## YOUR INSTRUCTIONS
Copy out the data below exactly as it appears, beginning at the line containing "segment wooden seat grain" and continuing through the line containing "[[[242,167],[239,170],[256,170],[256,158]]]", with both of those lines included.

## RECORDS FOR THE TASK

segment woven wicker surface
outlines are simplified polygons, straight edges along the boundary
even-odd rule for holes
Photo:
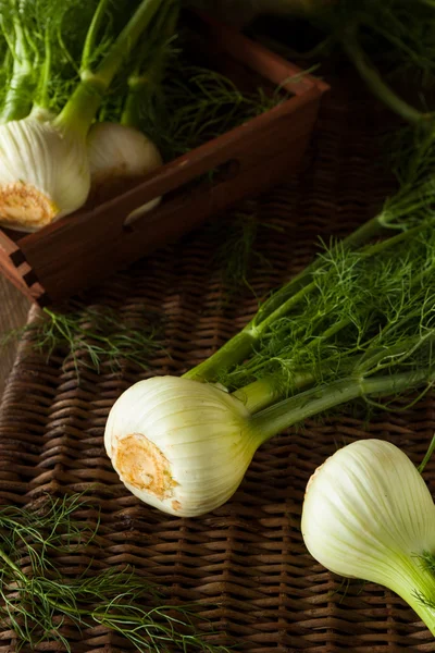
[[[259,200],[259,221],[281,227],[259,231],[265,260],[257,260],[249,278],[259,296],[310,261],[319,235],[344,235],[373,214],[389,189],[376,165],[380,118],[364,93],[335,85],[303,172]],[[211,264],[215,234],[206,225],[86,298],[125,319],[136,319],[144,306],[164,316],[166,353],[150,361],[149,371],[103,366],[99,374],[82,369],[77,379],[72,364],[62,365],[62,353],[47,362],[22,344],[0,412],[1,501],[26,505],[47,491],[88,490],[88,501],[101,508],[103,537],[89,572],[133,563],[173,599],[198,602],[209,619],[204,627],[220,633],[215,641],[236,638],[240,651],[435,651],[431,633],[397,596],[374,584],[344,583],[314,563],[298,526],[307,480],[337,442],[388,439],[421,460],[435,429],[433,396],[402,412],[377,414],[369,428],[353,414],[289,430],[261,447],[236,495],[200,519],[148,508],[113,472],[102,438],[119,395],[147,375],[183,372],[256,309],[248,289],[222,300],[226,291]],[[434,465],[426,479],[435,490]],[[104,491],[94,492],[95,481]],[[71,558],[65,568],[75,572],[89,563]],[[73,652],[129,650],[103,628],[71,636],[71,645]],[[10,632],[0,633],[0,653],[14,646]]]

* * *

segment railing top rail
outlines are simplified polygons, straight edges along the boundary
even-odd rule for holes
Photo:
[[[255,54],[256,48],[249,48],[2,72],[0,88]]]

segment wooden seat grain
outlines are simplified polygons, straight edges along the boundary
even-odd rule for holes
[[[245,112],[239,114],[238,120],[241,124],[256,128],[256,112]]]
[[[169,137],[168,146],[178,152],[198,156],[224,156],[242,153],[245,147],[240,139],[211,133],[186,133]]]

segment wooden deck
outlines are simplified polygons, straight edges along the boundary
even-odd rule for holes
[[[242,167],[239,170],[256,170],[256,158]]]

## TASK SOLUTION
segment wooden seat grain
outlines are simplified polygons, straight edges along the boundary
even-odd rule for holes
[[[245,112],[239,114],[238,120],[241,124],[256,128],[256,112]]]
[[[169,137],[168,146],[178,152],[198,156],[224,156],[242,153],[245,147],[240,139],[211,133],[186,133]]]

segment wooden deck
outlines are simplified polygons, straight edges along the boundary
even-odd rule for holes
[[[242,167],[239,170],[256,170],[256,158]]]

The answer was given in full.